作業指示:
1: 次の(a)〜(c)が競馬の記事の内容と合っているかを判定すること。各判定は「はい」か「いいえ」とし、決め手となる記事の語句を原文どおりに引用して添える。
(a) サンマルティンは2番人気だった。
(b) タツゴウゲキは外から差して勝った。
(c) サンマルティンは自身の2000mの最高タイムを2秒4短縮した。
2: 競馬の記事のうち、「戸崎圭太騎手のJRA全10場」から「一郎騎手)を称えるしかない。」までを一字一句違えずに書き写すこと。

急なテン乗りとはいえタツゴウゲキを理解していた秋山騎手の勝利(C)netkeiba.com


 戸崎圭太騎手のJRA全10場重賞制覇のチャンスがあった2番人気のサンマルティン(父ハービンジャー)は、3コーナーから外を回ってスパートし、完全に勝ったというシーンもあったが、格上がりで、初の重賞挑戦、初コース…。自身の2000mの最高タイムを一気に2秒4も短縮する「1分57秒6」で微差2着なら、内容は文句なし。巧みにインから差したタツゴウゲキ(秋山真一郎騎手)を称えるしかない。

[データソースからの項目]
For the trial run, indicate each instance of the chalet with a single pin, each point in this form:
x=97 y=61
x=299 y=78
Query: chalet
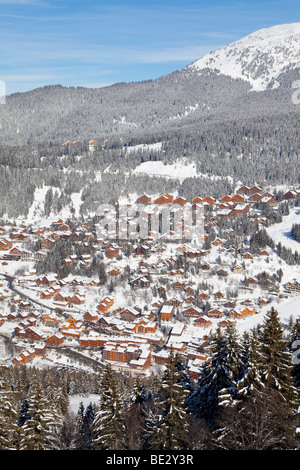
x=48 y=280
x=178 y=329
x=91 y=317
x=218 y=295
x=112 y=251
x=166 y=199
x=114 y=272
x=209 y=200
x=243 y=190
x=290 y=195
x=50 y=320
x=204 y=296
x=174 y=301
x=238 y=199
x=242 y=208
x=47 y=243
x=292 y=286
x=254 y=190
x=92 y=341
x=255 y=197
x=222 y=273
x=205 y=267
x=145 y=327
x=226 y=199
x=180 y=201
x=144 y=200
x=237 y=269
x=141 y=250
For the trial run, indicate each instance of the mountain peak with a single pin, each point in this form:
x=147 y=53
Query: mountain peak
x=258 y=58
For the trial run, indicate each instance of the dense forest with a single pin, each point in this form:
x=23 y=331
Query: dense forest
x=246 y=398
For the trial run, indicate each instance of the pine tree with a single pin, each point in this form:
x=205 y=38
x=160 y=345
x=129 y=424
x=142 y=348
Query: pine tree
x=171 y=429
x=109 y=428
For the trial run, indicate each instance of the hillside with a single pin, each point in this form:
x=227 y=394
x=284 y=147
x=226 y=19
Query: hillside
x=225 y=127
x=248 y=79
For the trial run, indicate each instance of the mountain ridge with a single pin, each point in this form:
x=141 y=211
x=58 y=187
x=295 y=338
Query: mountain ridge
x=197 y=95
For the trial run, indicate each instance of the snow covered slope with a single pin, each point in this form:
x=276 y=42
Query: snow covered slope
x=258 y=58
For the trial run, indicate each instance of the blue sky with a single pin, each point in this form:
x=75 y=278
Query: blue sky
x=96 y=43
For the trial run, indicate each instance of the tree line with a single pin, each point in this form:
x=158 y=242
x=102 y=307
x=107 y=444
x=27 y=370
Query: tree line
x=246 y=398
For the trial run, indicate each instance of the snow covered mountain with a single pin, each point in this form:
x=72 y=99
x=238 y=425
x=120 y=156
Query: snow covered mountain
x=210 y=90
x=258 y=58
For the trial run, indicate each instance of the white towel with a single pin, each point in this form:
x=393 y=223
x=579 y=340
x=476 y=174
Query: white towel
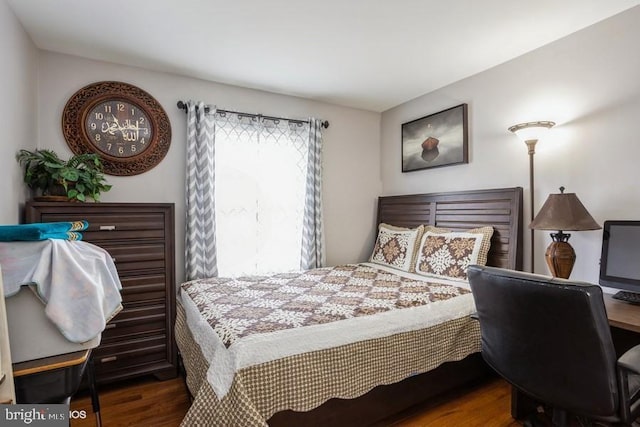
x=77 y=282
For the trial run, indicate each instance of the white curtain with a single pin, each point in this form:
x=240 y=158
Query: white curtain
x=267 y=204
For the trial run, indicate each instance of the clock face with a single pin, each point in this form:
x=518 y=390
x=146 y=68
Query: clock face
x=124 y=125
x=119 y=128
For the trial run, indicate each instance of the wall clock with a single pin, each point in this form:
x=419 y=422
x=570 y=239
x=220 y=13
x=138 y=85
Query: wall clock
x=122 y=123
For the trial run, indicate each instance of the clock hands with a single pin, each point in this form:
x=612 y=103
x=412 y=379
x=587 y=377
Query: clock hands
x=130 y=131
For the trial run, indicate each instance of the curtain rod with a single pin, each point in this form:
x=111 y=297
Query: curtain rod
x=183 y=106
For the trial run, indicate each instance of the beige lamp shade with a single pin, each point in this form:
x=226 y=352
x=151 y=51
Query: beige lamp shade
x=531 y=131
x=562 y=212
x=565 y=212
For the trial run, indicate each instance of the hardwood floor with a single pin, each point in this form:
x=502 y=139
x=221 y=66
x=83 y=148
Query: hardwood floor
x=150 y=402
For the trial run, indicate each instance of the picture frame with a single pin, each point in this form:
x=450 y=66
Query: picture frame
x=437 y=140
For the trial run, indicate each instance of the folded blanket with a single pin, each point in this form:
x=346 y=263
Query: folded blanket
x=77 y=281
x=42 y=231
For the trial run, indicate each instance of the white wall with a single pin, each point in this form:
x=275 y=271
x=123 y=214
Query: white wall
x=589 y=84
x=351 y=145
x=18 y=110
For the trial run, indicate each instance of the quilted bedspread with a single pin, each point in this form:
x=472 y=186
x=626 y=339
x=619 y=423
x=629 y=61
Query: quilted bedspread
x=236 y=308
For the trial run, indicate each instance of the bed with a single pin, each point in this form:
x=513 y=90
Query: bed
x=342 y=370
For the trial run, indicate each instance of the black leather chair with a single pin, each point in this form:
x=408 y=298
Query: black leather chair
x=550 y=339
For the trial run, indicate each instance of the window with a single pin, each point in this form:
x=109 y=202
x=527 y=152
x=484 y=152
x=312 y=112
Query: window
x=260 y=177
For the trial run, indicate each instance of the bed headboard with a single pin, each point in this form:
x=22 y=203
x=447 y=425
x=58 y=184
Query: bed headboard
x=462 y=210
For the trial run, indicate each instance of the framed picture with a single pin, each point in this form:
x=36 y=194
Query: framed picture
x=436 y=140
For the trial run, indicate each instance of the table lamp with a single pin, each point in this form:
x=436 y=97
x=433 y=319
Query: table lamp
x=562 y=212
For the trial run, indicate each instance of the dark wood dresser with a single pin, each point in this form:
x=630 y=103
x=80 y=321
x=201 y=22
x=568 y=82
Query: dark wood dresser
x=140 y=238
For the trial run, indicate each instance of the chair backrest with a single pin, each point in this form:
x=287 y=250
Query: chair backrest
x=548 y=337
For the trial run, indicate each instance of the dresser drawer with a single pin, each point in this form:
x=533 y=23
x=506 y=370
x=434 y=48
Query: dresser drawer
x=105 y=227
x=109 y=357
x=132 y=257
x=134 y=322
x=140 y=238
x=143 y=288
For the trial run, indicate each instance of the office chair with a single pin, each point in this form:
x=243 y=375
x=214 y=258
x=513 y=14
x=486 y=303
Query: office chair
x=550 y=339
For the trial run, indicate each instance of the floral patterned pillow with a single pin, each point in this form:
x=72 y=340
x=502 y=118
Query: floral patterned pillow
x=396 y=246
x=448 y=255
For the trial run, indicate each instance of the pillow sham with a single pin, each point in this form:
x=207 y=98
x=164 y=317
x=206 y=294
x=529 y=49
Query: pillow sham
x=486 y=232
x=396 y=246
x=448 y=254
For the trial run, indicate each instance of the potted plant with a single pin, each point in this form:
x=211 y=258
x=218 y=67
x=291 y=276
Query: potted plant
x=78 y=178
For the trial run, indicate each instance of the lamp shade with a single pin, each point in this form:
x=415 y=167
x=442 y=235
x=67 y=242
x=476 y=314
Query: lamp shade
x=531 y=131
x=565 y=212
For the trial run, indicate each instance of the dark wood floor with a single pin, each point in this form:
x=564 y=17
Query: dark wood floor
x=149 y=402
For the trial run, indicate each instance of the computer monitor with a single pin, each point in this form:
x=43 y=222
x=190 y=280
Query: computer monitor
x=620 y=260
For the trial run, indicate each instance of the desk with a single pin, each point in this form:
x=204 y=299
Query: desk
x=624 y=319
x=622 y=314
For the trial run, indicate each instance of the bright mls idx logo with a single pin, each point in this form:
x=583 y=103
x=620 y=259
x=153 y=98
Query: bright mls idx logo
x=37 y=415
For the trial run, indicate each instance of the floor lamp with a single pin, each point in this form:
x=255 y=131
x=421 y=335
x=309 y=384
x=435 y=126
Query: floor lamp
x=530 y=132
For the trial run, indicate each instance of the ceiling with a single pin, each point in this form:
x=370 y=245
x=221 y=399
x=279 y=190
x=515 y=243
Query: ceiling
x=367 y=54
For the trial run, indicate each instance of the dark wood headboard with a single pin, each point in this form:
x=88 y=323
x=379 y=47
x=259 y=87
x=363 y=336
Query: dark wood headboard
x=500 y=208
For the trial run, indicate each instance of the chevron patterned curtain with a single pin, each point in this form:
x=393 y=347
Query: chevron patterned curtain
x=265 y=215
x=313 y=255
x=200 y=233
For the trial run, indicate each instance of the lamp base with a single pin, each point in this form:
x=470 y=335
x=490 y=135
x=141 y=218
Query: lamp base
x=560 y=258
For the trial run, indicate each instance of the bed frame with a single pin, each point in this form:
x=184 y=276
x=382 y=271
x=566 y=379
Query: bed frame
x=499 y=208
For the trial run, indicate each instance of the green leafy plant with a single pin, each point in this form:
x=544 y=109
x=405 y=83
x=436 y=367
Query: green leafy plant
x=79 y=177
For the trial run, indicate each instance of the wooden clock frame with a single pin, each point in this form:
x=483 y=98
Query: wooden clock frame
x=75 y=114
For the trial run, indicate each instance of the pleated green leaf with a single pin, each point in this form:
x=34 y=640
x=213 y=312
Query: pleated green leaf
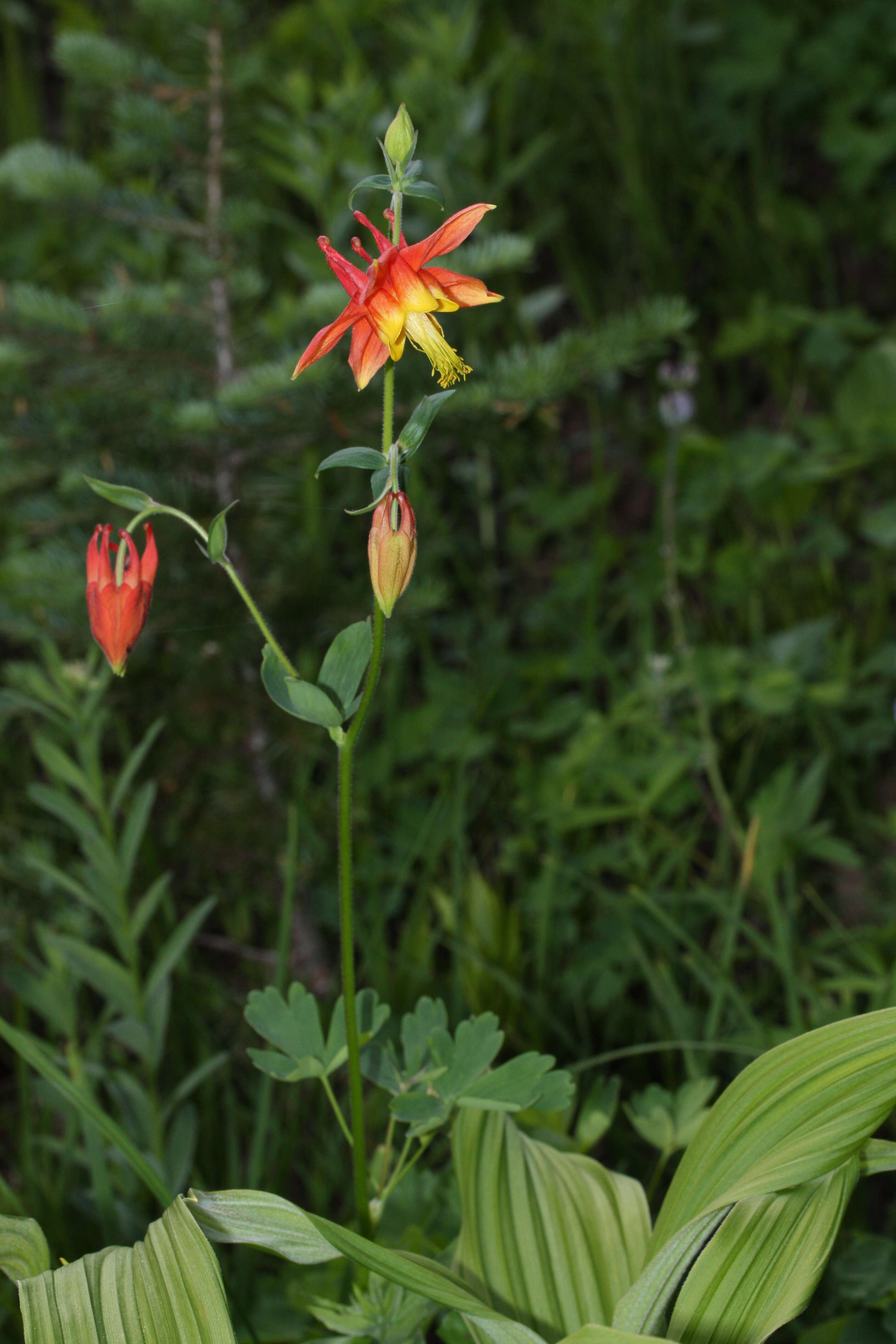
x=258 y=1219
x=764 y=1264
x=792 y=1116
x=163 y=1289
x=551 y=1238
x=602 y=1335
x=647 y=1303
x=23 y=1248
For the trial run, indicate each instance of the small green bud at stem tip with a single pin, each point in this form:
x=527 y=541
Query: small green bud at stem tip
x=400 y=137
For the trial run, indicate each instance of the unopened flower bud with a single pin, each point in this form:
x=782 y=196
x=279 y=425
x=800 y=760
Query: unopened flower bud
x=391 y=549
x=400 y=137
x=119 y=611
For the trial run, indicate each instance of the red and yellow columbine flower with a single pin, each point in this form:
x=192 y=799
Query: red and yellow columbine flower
x=397 y=300
x=391 y=550
x=119 y=611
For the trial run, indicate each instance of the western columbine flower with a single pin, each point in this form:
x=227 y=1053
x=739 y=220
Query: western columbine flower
x=397 y=299
x=119 y=611
x=391 y=550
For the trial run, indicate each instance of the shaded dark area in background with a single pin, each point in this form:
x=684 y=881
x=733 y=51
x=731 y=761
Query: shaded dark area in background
x=538 y=827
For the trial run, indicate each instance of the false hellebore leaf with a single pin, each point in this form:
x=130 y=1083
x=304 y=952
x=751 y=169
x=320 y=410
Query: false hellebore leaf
x=553 y=1236
x=441 y=1072
x=293 y=1027
x=23 y=1248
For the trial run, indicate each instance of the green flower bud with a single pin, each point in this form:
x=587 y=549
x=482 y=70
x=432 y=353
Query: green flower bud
x=400 y=137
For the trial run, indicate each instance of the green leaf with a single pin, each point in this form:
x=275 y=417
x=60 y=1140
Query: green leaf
x=421 y=1111
x=124 y=495
x=377 y=182
x=476 y=1044
x=293 y=1026
x=644 y=1307
x=878 y=1156
x=34 y=1054
x=553 y=1236
x=218 y=534
x=515 y=1085
x=417 y=1029
x=284 y=1068
x=299 y=698
x=178 y=944
x=166 y=1288
x=416 y=431
x=366 y=457
x=255 y=1218
x=792 y=1116
x=762 y=1267
x=371 y=1016
x=381 y=1066
x=346 y=663
x=424 y=189
x=669 y=1121
x=23 y=1248
x=194 y=1080
x=133 y=764
x=100 y=971
x=602 y=1335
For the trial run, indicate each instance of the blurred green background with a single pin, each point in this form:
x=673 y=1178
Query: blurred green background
x=630 y=776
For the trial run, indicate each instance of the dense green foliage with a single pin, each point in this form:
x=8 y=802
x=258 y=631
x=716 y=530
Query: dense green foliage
x=629 y=776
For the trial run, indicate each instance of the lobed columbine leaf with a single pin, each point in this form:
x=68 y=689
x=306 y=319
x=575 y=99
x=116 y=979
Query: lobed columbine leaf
x=440 y=1072
x=293 y=1027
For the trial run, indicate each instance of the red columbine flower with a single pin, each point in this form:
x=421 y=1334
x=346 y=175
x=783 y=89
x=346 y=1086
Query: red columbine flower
x=395 y=300
x=391 y=550
x=119 y=611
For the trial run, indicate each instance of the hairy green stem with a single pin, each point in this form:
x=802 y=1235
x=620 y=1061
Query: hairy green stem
x=229 y=570
x=346 y=757
x=346 y=909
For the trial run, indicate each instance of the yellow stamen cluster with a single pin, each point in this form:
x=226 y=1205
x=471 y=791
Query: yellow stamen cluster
x=428 y=337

各作業の結果:
1:
(a) はい。「2番人気のサンマルティン」
(b) いいえ。「巧みにインから差したタツゴウゲキ」
(c) はい。「自身の2000mの最高タイムを一気に2秒4も短縮する」

2:
戸崎圭太騎手のJRA全10場重賞制覇のチャンスがあった2番人気のサンマルティン(父ハービンジャー)は、3コーナーから外を回ってスパートし、完全に勝ったというシーンもあったが、格上がりで、初の重賞挑戦、初コース…。自身の2000mの最高タイムを一気に2秒4も短縮する「1分57秒6」で微差2着なら、内容は文句なし。巧みにインから差したタツゴウゲキ(秋山真一郎騎手)を称えるしかない。